Extract information from subfolders

Rafaelete

New Member
Joined
Feb 2, 2022
Messages
14
Office Version
  1. 2007
Platform
  1. Windows
Good afternoon,
I´m trying to extract information from multiple word documents that are in subfolders inside a folder. I have been able to extract information from the words that are inside the first folder, but I can´t find a way to make it work for the words that are inside the subfolders.
They are all inside the first folder:
1643815590577.png

Here I can extract the information from the docx document. But can´t access the words inside the folders 1034 and 1064.

The following code shows the part of the macro that extracts the information from the folder. I need it to work for the subfolders:



Dim FolderName As String
Dim FileName As String
Dim NewWordFile As New Word.Application
Dim NewDoc As New Word.Document

Dim wdDoc As Object
Dim wdFileName As Variant
Dim TableNo As Integer 'table number in Word
Dim iRow As Long 'row index in Excel
Dim iCol As Integer 'column index in Excel


FolderName = "C:\Users\rriveragarrido\Desktop\Proyectos\Proyecto solaris (endesa) (PROPIO)\prueba macros\ZZZ\try\"

#### [SOURCE DATA]
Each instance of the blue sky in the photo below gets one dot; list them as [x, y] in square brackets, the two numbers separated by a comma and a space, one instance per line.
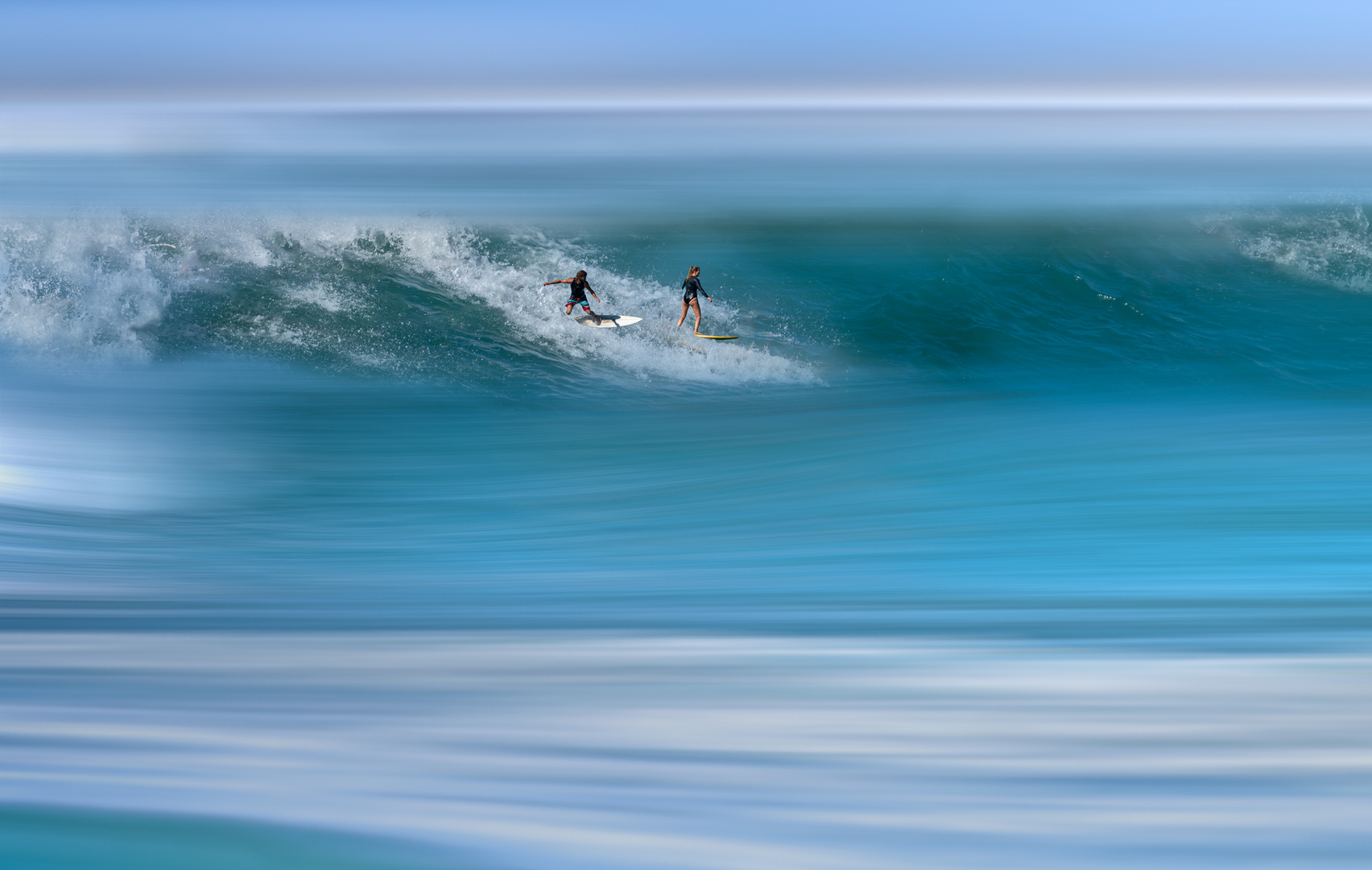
[866, 50]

#### [SET EXERCISE]
Please reproduce the forum post on extracting information from subfolders between "They are all" and "1034 and 1064.", inclusive, replacing "docx document" with "Word document". The lines above were taken from a different source.

#### [ANSWER FOR THE TASK]
They are all inside the first folder:
1643815590577.png

Here I can extract the information from the Word document. But can´t access the words inside the folders 1034 and 1064.